-------- TEXT BLOCK --------

Saturday, May 23, 2020

NCERT Solutions for Class 6 Math Chapter 11 Algebra


Introduction 

Introduction - "Algebra" - Chapter 11 - Class 6th Maths






Q 1 - Ex 11.1 - Algebra - NCERT Maths Class 6th - Chapter 11

Page No 226:

Question 1:

Find the rule which gives the number of matchsticks required to make the following matchstick patterns. Use a variable to write the rule.
(a) A pattern of letter T as T
(b) A pattern of letter Z as Z
(c) A pattern of letter U as U
(d) A pattern of letter V as V
(e) A pattern of letter E as E
(f) A pattern of letter S as S
(g) A pattern of letter A as A

Answer:

(a)

From the figure, it can be observed that it will require two matchsticks to make a T. Therefore, the pattern is 2n.
(b)

From the figure, it can be observed that it will require three matchsticks to make a Z. Therefore, the pattern is 3n.
(c)

From the figure, it can be observed that it will require three matchsticks to make a U. Therefore, the pattern is 3n.
(d)

From the figure, it can be observed that it will require two matchsticks to make a V. Therefore, the pattern is 2n.
(e)

From the figure, it can be observed that it will require five matchsticks to make an E. Therefore, the pattern is 5n.
(f)

From the figure, it can be observed that it will require five matchsticks to make a S. Therefore, the pattern is 5n.
(g)

From the figure, it can be observed that it will require six matchsticks to make an A. Therefore, the pattern is 6n.

Q 2 & Q 3 - Ex 11.1 - Algebra - NCERT Maths Class 6th - Chapter 11

Page No 227:

Question 2:

We already know the rule for the pattern of letters L, C and F. Some of the letters from some of the letters out of (a) T, (b) Z, (c) U, (d) V, (e) E, (f) S, (g) R give us the same rule as that given by L. Which are these? Why does this happen?

Answer:

It is known that L requires only two matchsticks. Therefore, the pattern for L is 2n. Among all the letters given above in question 1, only T and V are the two letters which require two matchsticks.
Hence, (a) and (d)

--------

§ PROMPT A: Translate this sentence from the algebra solutions page into Spanish: "It is known that L requires only two matchsticks."

-------- SOURCE DATA --------

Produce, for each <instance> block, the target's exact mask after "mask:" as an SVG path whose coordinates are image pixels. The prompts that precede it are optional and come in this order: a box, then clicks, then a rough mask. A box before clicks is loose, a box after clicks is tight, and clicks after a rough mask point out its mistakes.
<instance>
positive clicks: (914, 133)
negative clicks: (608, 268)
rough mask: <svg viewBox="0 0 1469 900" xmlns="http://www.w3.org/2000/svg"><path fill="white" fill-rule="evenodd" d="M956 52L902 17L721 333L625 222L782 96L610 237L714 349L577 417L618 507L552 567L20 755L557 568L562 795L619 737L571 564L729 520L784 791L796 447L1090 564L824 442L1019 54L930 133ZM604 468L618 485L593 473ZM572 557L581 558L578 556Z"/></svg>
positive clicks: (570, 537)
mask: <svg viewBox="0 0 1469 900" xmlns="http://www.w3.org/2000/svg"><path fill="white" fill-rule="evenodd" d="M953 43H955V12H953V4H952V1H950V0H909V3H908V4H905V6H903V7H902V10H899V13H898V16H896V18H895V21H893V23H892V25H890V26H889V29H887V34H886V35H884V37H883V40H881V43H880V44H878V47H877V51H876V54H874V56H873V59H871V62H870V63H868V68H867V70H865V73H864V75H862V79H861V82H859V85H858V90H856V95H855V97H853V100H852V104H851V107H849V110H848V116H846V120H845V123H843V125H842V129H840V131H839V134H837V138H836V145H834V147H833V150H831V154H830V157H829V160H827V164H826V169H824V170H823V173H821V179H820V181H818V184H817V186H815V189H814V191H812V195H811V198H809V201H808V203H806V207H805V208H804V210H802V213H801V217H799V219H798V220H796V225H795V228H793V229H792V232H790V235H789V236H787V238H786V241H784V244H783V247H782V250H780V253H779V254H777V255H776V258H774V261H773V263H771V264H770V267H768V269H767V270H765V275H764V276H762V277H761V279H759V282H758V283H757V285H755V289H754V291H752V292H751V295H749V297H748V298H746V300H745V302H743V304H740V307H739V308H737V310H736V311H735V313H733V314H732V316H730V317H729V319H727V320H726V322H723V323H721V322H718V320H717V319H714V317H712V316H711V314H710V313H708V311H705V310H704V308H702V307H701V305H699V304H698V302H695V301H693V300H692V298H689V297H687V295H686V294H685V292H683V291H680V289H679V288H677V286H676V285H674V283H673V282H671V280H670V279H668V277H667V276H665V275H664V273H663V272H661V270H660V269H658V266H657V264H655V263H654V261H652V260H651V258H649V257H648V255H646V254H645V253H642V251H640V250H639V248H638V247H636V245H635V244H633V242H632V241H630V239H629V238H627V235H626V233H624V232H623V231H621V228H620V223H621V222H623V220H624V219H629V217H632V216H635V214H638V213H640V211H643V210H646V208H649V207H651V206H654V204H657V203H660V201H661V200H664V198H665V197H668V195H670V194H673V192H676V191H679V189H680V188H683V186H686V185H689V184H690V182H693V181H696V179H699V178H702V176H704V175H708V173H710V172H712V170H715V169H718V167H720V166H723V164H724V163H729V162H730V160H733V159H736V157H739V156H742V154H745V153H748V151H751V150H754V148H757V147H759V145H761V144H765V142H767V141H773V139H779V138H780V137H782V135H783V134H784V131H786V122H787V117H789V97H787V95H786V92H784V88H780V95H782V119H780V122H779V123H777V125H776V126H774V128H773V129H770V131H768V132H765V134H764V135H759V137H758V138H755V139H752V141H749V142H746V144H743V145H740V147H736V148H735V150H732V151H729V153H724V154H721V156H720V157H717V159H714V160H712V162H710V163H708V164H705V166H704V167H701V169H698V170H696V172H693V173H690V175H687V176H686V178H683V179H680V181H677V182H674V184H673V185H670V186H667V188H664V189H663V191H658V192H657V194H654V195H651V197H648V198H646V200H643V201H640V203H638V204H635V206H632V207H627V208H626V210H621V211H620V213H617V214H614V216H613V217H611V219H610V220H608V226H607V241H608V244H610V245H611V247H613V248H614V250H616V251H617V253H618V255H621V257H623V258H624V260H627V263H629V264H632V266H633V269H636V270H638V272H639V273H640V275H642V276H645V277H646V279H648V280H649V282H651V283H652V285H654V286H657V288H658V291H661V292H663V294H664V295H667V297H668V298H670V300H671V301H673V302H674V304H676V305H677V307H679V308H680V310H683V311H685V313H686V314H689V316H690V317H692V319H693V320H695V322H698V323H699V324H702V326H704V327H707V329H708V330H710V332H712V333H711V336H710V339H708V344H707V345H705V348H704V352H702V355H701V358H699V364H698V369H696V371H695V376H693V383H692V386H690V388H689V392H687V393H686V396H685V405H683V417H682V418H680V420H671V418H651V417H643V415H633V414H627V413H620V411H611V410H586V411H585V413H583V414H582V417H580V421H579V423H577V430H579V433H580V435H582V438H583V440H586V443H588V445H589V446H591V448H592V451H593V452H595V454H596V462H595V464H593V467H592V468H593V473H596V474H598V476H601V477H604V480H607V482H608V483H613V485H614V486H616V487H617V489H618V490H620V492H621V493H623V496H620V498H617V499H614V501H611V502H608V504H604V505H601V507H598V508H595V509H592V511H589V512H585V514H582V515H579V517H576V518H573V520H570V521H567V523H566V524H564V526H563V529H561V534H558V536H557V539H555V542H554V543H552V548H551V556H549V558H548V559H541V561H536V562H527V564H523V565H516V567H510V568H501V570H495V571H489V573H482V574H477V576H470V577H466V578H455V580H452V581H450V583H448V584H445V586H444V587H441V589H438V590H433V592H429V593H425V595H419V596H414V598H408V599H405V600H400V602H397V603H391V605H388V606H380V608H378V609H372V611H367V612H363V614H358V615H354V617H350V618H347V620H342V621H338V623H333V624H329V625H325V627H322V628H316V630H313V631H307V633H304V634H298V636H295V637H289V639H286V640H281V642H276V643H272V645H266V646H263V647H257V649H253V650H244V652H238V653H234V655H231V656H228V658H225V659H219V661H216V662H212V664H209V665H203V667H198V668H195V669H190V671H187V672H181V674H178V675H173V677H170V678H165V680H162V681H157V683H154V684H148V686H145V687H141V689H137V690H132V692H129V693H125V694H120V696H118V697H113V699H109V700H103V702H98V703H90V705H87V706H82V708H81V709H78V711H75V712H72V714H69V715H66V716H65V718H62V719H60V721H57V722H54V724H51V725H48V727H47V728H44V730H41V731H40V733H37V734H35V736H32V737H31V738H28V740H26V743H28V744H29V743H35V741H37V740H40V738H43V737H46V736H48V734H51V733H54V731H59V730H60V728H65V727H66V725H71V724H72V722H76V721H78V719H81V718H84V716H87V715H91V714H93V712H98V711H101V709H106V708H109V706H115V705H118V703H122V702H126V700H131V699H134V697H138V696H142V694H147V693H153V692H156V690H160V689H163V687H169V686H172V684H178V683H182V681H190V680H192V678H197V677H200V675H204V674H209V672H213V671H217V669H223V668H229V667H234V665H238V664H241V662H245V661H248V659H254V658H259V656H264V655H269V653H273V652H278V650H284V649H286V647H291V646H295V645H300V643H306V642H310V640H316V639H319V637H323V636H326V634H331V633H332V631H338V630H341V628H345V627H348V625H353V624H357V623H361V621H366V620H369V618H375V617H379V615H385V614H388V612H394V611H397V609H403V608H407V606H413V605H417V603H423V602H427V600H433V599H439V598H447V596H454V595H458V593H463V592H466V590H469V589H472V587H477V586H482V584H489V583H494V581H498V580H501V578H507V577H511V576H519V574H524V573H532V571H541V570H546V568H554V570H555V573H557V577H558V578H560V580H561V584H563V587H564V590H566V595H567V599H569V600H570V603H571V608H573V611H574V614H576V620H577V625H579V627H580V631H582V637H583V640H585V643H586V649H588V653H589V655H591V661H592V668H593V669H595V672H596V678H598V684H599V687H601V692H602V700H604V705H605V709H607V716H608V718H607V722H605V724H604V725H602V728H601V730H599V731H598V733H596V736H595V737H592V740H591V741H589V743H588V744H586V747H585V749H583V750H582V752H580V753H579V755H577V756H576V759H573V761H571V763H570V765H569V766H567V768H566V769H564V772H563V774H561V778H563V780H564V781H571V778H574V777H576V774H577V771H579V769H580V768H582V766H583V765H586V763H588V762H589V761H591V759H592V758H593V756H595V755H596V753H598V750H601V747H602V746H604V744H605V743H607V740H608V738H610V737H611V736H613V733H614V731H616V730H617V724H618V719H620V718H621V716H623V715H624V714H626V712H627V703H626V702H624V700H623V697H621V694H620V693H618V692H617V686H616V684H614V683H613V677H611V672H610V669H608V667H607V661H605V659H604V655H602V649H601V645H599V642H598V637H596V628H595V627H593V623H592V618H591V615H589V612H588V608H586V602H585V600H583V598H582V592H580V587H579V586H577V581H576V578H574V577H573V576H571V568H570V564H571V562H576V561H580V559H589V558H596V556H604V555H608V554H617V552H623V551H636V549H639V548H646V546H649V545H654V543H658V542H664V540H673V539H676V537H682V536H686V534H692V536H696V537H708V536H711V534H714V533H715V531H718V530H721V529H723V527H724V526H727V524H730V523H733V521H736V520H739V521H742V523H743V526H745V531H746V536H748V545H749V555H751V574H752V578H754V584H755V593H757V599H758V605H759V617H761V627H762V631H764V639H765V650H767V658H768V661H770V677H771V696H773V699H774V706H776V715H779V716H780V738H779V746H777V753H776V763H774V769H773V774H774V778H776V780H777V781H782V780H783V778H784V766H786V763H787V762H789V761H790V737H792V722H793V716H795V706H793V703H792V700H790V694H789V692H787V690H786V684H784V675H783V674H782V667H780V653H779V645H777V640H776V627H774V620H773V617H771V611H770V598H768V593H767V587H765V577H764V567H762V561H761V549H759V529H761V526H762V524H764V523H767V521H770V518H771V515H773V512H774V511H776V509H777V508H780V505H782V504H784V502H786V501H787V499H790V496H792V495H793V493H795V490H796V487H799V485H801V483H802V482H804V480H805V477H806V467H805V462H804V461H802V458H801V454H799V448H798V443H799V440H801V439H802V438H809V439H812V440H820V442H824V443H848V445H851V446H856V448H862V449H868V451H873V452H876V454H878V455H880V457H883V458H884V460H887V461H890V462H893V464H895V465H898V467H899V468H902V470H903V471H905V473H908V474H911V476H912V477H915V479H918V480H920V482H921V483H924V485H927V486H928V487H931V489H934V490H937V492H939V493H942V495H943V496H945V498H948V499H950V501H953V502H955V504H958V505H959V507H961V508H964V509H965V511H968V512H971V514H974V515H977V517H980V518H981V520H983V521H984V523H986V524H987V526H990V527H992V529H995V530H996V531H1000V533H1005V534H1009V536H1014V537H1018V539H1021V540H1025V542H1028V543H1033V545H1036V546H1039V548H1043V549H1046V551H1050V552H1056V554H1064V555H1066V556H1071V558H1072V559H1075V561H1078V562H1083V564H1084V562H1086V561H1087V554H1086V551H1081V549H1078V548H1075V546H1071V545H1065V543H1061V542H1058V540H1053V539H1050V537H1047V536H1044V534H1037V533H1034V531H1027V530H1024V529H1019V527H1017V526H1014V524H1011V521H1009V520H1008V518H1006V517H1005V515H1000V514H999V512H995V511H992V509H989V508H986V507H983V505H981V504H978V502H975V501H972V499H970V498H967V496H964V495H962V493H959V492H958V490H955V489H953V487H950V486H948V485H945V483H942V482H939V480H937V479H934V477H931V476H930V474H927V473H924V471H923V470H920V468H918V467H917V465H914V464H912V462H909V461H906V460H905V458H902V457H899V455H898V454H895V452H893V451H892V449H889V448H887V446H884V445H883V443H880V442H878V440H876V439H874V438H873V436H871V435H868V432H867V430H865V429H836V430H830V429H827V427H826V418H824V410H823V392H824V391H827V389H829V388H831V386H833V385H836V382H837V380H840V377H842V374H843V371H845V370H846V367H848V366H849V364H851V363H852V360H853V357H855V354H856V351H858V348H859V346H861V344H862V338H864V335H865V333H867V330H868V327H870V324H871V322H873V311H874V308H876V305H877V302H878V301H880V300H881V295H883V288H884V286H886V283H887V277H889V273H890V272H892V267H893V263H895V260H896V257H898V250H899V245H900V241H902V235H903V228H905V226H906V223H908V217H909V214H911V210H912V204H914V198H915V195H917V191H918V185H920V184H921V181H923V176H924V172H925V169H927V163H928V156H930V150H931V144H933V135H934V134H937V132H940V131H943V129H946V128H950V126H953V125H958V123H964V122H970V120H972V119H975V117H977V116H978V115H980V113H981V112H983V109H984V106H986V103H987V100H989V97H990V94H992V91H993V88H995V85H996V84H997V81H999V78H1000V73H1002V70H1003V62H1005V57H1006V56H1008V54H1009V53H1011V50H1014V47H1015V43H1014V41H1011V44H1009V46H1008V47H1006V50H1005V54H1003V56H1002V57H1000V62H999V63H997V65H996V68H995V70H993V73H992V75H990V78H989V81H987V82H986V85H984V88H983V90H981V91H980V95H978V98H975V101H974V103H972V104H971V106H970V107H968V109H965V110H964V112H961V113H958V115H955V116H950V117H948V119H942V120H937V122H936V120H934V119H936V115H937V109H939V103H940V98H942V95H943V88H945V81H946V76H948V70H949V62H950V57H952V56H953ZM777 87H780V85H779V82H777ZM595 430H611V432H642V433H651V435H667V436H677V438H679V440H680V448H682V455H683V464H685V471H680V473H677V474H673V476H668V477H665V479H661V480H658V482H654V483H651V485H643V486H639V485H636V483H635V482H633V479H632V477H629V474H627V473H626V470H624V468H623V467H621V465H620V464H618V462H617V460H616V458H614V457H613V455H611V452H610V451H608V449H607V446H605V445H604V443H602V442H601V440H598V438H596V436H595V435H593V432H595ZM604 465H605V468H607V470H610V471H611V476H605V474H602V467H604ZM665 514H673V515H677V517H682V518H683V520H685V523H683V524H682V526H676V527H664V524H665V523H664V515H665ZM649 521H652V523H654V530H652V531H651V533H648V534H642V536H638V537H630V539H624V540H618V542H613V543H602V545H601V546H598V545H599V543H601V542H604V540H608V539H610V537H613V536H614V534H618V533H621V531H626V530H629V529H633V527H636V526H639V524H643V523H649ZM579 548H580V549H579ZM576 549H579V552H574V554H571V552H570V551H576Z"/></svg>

--------

§ PROMPT B: Copy the records word for word, from their first line through the line that contains "negative clicks: (608, 268)", with both of those lines included.

§ RESPONSE A: Se sabe que la L requiere solo dos cerillas.

§ RESPONSE B:
Produce, for each <instance> block, the target's exact mask after "mask:" as an SVG path whose coordinates are image pixels. The prompts that precede it are optional and come in this order: a box, then clicks, then a rough mask. A box before clicks is loose, a box after clicks is tight, and clicks after a rough mask point out its mistakes.
<instance>
positive clicks: (914, 133)
negative clicks: (608, 268)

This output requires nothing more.